*WORK REQUEST:* Can you edit the thread on rabbits scattering feed, giving it again from "I agree,except sometimes" up to and including "that helps ?" with "feed" changed to "pellets"?

*TEXT UNDER STUDY:*
BEGIN

# How Do You Stop A Rabbit From Scattering Feed?



## brentr (Nov 15, 2011)

I feed my rabbits using the J-type self feeders that hang on the side of the cage.  I have one rabbit that has developed the bad habit of wasting a lot of feed.  I can't tell if she uses her front paws or her head, but she scoops out a lot of pellets.

Anyone got any ideas for how to prevent/mitigate this?  I don't want to reduce her feed because she's pregnant and due inside of 2 weeks.


----------



## bluemini (Nov 15, 2011)

brentr said:
			
		

> I feed my rabbits using the J-type self feeders that hang on the side of the cage.  I have one rabbit that has developed the bad habit of wasting a lot of feed.  I can't tell if she uses her front paws or her head, but she scoops out a lot of pellets.
> 
> Anyone got any ideas for how to prevent/mitigate this?  I don't want to reduce her feed because she's pregnant and due inside of 2 weeks.


Im not sure about that type of feeder,but you could put a heavy dish in there or clamp it down  maybe ?


----------



## CCourson05 (Nov 15, 2011)

IMO, if she is wasting it... She doesn't need it...


----------



## bluemini (Nov 16, 2011)

CCourson05 said:
			
		

> IMO, if she is wasting it... She doesn't need it...


I agree,except sometimes mine dump the feed as soon as I put it in there unless I use something they cant tip  . 

  Maybe you could give less and see if that helps ?


----------



## Ms. Research (Nov 16, 2011)

CCourson05 said:
			
		

> IMO, if she is wasting it... She doesn't need it...


X2


----------



## AZ Rabbits (Nov 16, 2011)

END

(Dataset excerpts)
BEGIN

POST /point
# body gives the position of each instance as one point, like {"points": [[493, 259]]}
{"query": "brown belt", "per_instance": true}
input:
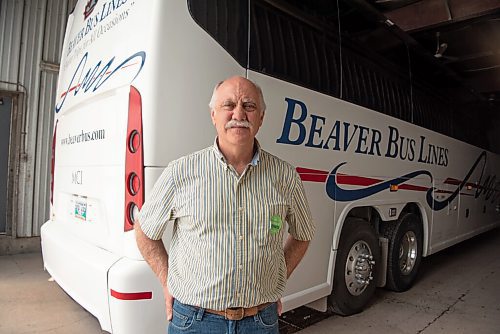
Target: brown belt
{"points": [[238, 313]]}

END

*PROBLEM SOLUTION:*
I agree,except sometimes mine dump the pellets as soon as I put it in there unless I use something they cant tip  . 

  Maybe you could give less and see if that helps ?